## BEGIN Data section
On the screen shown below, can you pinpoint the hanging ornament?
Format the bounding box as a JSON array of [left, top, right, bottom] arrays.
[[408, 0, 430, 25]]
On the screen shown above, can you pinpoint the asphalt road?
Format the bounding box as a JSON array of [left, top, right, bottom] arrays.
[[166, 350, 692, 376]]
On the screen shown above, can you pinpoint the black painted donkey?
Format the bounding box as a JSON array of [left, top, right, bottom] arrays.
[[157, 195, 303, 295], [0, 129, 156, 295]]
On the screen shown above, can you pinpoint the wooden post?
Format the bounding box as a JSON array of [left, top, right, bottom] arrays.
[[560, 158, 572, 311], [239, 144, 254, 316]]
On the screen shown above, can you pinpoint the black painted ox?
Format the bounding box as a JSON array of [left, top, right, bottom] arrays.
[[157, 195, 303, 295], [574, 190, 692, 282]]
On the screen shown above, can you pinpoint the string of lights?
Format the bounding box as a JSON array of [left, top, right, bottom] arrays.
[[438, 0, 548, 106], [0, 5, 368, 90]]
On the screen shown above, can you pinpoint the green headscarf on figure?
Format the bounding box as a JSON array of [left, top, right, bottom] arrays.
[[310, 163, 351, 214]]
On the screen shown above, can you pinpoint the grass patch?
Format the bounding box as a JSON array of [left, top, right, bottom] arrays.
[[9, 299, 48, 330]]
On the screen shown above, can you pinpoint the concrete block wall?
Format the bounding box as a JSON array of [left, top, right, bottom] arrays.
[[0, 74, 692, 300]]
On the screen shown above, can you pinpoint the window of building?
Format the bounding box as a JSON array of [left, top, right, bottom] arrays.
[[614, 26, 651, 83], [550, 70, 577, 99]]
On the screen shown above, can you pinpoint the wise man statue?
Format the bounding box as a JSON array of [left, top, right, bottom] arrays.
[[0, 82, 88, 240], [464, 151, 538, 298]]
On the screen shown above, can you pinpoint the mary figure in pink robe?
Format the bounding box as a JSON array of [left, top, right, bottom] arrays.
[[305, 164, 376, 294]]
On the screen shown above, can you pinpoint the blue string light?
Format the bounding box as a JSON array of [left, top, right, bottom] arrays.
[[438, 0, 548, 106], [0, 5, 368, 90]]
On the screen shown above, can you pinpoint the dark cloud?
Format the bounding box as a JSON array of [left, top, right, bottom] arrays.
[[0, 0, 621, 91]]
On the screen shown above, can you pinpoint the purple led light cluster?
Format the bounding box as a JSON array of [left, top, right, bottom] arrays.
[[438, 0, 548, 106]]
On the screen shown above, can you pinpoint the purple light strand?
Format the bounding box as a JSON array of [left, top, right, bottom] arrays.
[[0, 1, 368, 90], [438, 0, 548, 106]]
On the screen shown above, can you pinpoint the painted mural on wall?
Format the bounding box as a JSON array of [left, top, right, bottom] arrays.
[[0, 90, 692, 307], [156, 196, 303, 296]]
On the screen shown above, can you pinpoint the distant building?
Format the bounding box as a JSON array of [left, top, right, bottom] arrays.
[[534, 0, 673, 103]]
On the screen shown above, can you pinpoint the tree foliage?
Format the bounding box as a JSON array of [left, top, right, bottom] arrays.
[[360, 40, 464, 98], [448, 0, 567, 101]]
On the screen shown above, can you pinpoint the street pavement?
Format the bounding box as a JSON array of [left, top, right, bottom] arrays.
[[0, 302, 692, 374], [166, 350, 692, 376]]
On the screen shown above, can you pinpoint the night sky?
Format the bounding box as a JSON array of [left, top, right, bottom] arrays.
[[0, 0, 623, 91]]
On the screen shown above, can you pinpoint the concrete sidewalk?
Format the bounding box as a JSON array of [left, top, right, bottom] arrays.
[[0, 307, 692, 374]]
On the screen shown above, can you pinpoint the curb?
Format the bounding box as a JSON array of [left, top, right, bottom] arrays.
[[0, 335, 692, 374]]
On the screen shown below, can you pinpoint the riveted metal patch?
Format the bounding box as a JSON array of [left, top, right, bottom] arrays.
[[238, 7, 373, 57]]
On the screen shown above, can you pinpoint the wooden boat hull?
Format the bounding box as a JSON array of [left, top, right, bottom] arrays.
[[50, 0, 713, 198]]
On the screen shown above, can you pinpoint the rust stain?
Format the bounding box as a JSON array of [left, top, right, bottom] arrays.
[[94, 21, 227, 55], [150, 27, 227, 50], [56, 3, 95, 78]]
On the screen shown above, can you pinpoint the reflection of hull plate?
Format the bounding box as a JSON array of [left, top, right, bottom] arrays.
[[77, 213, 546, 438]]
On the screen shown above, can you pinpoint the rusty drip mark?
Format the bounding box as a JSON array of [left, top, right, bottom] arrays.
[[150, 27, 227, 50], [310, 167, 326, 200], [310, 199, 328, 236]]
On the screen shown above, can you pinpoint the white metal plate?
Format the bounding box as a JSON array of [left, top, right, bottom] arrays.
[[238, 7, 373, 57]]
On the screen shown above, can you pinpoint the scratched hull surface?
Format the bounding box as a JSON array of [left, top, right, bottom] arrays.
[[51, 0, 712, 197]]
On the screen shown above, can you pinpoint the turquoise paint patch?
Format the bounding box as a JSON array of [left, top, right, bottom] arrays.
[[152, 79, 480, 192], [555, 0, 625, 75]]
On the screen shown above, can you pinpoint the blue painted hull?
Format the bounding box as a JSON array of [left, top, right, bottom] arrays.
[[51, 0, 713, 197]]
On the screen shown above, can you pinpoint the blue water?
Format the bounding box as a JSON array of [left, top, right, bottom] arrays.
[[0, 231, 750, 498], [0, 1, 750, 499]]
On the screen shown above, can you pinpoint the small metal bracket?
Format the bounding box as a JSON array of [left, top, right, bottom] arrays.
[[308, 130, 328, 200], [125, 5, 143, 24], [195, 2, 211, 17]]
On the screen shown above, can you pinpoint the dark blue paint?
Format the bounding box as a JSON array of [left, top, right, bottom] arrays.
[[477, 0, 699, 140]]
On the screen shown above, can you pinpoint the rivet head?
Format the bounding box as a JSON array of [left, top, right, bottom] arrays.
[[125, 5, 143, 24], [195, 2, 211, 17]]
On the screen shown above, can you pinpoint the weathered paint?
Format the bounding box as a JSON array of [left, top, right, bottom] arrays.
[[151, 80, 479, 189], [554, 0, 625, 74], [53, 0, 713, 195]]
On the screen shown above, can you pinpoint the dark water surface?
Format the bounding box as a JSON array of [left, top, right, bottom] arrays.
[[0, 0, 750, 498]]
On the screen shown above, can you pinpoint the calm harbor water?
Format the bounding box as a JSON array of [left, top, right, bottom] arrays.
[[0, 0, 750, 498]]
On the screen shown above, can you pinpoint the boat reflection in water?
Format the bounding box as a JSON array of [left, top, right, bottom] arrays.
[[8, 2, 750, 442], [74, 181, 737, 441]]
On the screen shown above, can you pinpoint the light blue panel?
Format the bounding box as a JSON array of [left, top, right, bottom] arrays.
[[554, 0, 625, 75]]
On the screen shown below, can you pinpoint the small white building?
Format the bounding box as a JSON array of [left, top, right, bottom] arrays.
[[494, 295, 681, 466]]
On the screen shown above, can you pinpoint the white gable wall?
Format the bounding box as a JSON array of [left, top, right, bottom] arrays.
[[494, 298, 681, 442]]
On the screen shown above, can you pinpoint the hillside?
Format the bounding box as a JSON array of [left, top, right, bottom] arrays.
## END Data section
### Given problem
Lay out every line of the rows above as a Markdown table with the columns "No." and "Line", numbering the lines in order and omitting any blank lines.

### Result of the task
| No. | Line |
|---|---|
| 1 | On the screen shown below, can you pinpoint the hanging ornament? |
| 2 | Format the bounding box as a JSON array of [left, top, right, bottom] arrays. |
| 3 | [[408, 0, 430, 25]] |
| 4 | On the screen shown above, can you pinpoint the asphalt road? |
| 5 | Format the bounding box as a JSON array of [left, top, right, bottom] arrays. |
| 6 | [[166, 350, 692, 376]] |
| 7 | On the screen shown above, can you pinpoint the black painted donkey? |
| 8 | Format the bounding box as a JSON array of [left, top, right, bottom] arrays. |
| 9 | [[157, 195, 303, 295], [0, 129, 156, 295]] |
| 10 | On the screen shown above, can you pinpoint the wooden post? |
| 11 | Format the bounding box as a JSON array of [left, top, right, bottom] arrays. |
| 12 | [[560, 158, 572, 311], [239, 144, 254, 316]] |
| 13 | On the screen shown above, can you pinpoint the black painted ox? |
| 14 | Format the bounding box as a JSON array of [left, top, right, bottom] arrays. |
| 15 | [[157, 195, 303, 295], [574, 190, 692, 282]] |
| 16 | On the screen shown above, can you pinpoint the string of lights? |
| 17 | Format the bounding box as a JSON array of [left, top, right, bottom] arrays. |
| 18 | [[438, 0, 548, 106], [0, 5, 368, 90]] |
| 19 | On the screen shown above, can you pinpoint the green headscarf on figure? |
| 20 | Format the bounding box as a JSON array of [left, top, right, bottom] arrays. |
| 21 | [[310, 163, 351, 214]] |
| 22 | On the screen shown above, can you pinpoint the grass patch? |
| 23 | Format the bounding box as a JSON array of [left, top, right, bottom] arrays. |
| 24 | [[9, 299, 48, 330]] |
| 25 | On the screen shown above, can you pinpoint the concrete block wall? |
| 26 | Format the bounding box as a JSON array of [left, top, right, bottom] arrays. |
| 27 | [[0, 74, 692, 300]] |
| 28 | On the screen shown above, can you pinpoint the window of building? |
| 29 | Format the bounding box as a JSON array of [left, top, right, bottom] arrays. |
| 30 | [[614, 26, 651, 83], [550, 70, 577, 99]] |
| 31 | On the screen shown above, can you pinpoint the wise man statue? |
| 32 | Format the bounding box as a JSON array of [left, top, right, bottom] arrays. |
| 33 | [[0, 82, 88, 240], [464, 151, 538, 298]] |
| 34 | On the screen shown above, can you pinpoint the mary figure in pink robe? |
| 35 | Format the bounding box as a JSON array of [left, top, right, bottom] arrays. |
| 36 | [[305, 164, 376, 294]] |
| 37 | On the screen shown above, can you pinpoint the blue string light? |
| 38 | Format the bounding box as a JSON array of [left, top, right, bottom] arrays. |
| 39 | [[438, 0, 548, 106], [0, 5, 368, 90]] |
| 40 | On the screen shown above, can you pinpoint the dark cloud? |
| 41 | Format the bounding box as a JSON array of [left, top, right, bottom] arrays. |
| 42 | [[0, 0, 621, 91]] |
| 43 | On the screen shown above, can you pinpoint the purple led light cluster? |
| 44 | Format the bounding box as a JSON array of [left, top, right, bottom] arrays. |
| 45 | [[438, 0, 548, 106]] |
| 46 | On the screen shown above, can you pinpoint the purple light strand? |
| 47 | Format the bounding box as a JSON array of [left, top, right, bottom] arrays. |
| 48 | [[0, 1, 368, 90], [438, 0, 548, 106]] |
| 49 | On the screen shown above, can you pinpoint the painted mural on wall? |
| 50 | Format the bounding box as a JSON array of [left, top, right, bottom] arrays. |
| 51 | [[0, 90, 692, 307], [156, 196, 303, 296]] |
| 52 | On the screen shown above, can you pinpoint the distant building? |
| 53 | Format the bounding box as a JSON array of [left, top, right, bottom] arrays. |
| 54 | [[534, 0, 673, 103]] |
| 55 | On the screen shown above, can you pinpoint the tree foliage? |
| 56 | Format the bounding box as a JSON array of [left, top, right, bottom] arrays. |
| 57 | [[360, 40, 464, 98], [448, 0, 567, 101]] |
| 58 | On the screen shown above, can you pinpoint the street pavement? |
| 59 | Format the bounding box as a JSON array of [left, top, right, bottom] arrays. |
| 60 | [[0, 302, 692, 374], [166, 350, 692, 376]] |
| 61 | On the screen shown above, can you pinpoint the night sky? |
| 62 | Format the bounding box as a JSON array of [left, top, right, bottom] arrays. |
| 63 | [[0, 0, 623, 91]] |
| 64 | On the screen shown above, can you pinpoint the concrete sidewalk? |
| 65 | Format the bounding box as a JSON array of [left, top, right, bottom] arrays. |
| 66 | [[0, 307, 692, 374]] |
| 67 | On the screen shown above, can you pinpoint the curb? |
| 68 | Format the bounding box as a JSON array of [left, top, right, bottom] arrays. |
| 69 | [[0, 335, 692, 374]] |
| 70 | On the screen shown below, can you pinpoint the riveted metal patch? |
| 71 | Format the bounding box as a JSON array of [left, top, right, bottom] arrays. |
| 72 | [[238, 7, 373, 57]] |
| 73 | On the screen shown above, can you pinpoint the wooden boat hull? |
| 74 | Format the bounding box as a JSON array of [left, top, right, bottom] arrays. |
| 75 | [[50, 0, 713, 198]] |
| 76 | On the screen shown above, can you pinpoint the rust stain? |
| 77 | Format the bounding box as a JSON array of [left, top, right, bottom] arrays. |
| 78 | [[94, 21, 227, 55], [150, 27, 227, 50], [56, 3, 95, 78]] |
| 79 | On the screen shown above, can you pinpoint the reflection of hull plate? |
| 80 | Format the bounding box as a JSON array of [left, top, right, bottom] arrays. |
| 81 | [[77, 213, 546, 438]] |
| 82 | On the screen shown above, can you pinpoint the rusty drip mark? |
| 83 | Format the bounding box as a JSON array of [left, top, right, bottom] arrays. |
| 84 | [[150, 27, 227, 50], [310, 167, 326, 200], [310, 199, 328, 236]] |
| 85 | On the screen shown above, can you pinpoint the white metal plate? |
| 86 | Format the bounding box as a JSON array of [left, top, right, bottom] arrays. |
| 87 | [[238, 7, 373, 57]] |
| 88 | On the screen shown above, can you pinpoint the scratched hull surface? |
| 89 | Format the bounding box as a JSON array of [left, top, right, bottom] arrays. |
| 90 | [[51, 0, 712, 197]] |
| 91 | On the screen shown above, can you pinpoint the turquoise paint patch? |
| 92 | Format the bounding box as a JSON array of [left, top, right, bottom] arrays. |
| 93 | [[152, 79, 480, 192], [555, 0, 625, 75]] |
| 94 | On the screen shown above, can you pinpoint the blue painted hull? |
| 95 | Format the bounding box as a JSON array of [left, top, right, bottom] arrays. |
| 96 | [[51, 0, 713, 197]] |
| 97 | On the screen shown above, can you pinpoint the blue water? |
| 98 | Format the bounding box as a JSON array of [left, top, right, bottom] arrays. |
| 99 | [[0, 231, 750, 498], [0, 1, 750, 499]] |
| 100 | On the screen shown above, can you pinpoint the small metal bracket? |
| 101 | Format the bounding box as a JSON array of [left, top, right, bottom] arrays. |
| 102 | [[308, 130, 328, 200], [125, 5, 143, 24], [195, 2, 211, 17]] |
| 103 | On the screen shown above, can you pinpoint the dark blue paint? |
| 104 | Format the bounding box as a JSON array of [left, top, right, bottom] arrays. |
| 105 | [[477, 0, 699, 140]] |
| 106 | On the screen shown above, can you pinpoint the rivet head? |
| 107 | Format the bounding box as a JSON array of [left, top, right, bottom] arrays. |
| 108 | [[125, 5, 143, 24], [195, 2, 211, 17]] |
| 109 | On the screen shown above, can you pinpoint the weathered paint? |
| 110 | Format the bounding box as a JSON array of [left, top, right, bottom] arrays. |
| 111 | [[151, 80, 479, 189], [554, 0, 625, 74], [53, 0, 713, 195]] |
| 112 | On the screen shown above, can you pinpoint the dark water surface? |
| 113 | Format the bounding box as a JSON array of [left, top, right, bottom] arrays. |
| 114 | [[0, 0, 750, 498]] |
| 115 | On the screen shown above, can you pinpoint the calm harbor water? |
| 116 | Format the bounding box as a JSON array of [left, top, right, bottom] arrays. |
| 117 | [[0, 0, 750, 498]] |
| 118 | On the screen shown above, can you pinpoint the boat reflection in water? |
| 119 | Format the bounding box as a JSON array of [left, top, right, bottom] arrays. |
| 120 | [[8, 2, 750, 442], [74, 181, 737, 441]] |
| 121 | On the screen shown above, can you pinpoint the light blue panel? |
| 122 | Format the bounding box as a JSON array of [left, top, right, bottom] arrays. |
| 123 | [[554, 0, 625, 75]] |
| 124 | On the screen shown below, can you pinpoint the small white building? |
| 125 | Format the bounding box as a JSON array of [left, top, right, bottom] arrays. |
| 126 | [[494, 295, 681, 466]] |
| 127 | On the screen shown above, can you pinpoint the white gable wall? |
| 128 | Format the bounding box as a JSON array of [left, top, right, bottom] arrays. |
| 129 | [[494, 298, 681, 442]] |
| 130 | On the screen shown above, can you pinpoint the hillside? |
| 131 | Format the bounding box as a JSON array of [left, top, right, bottom] arrays. |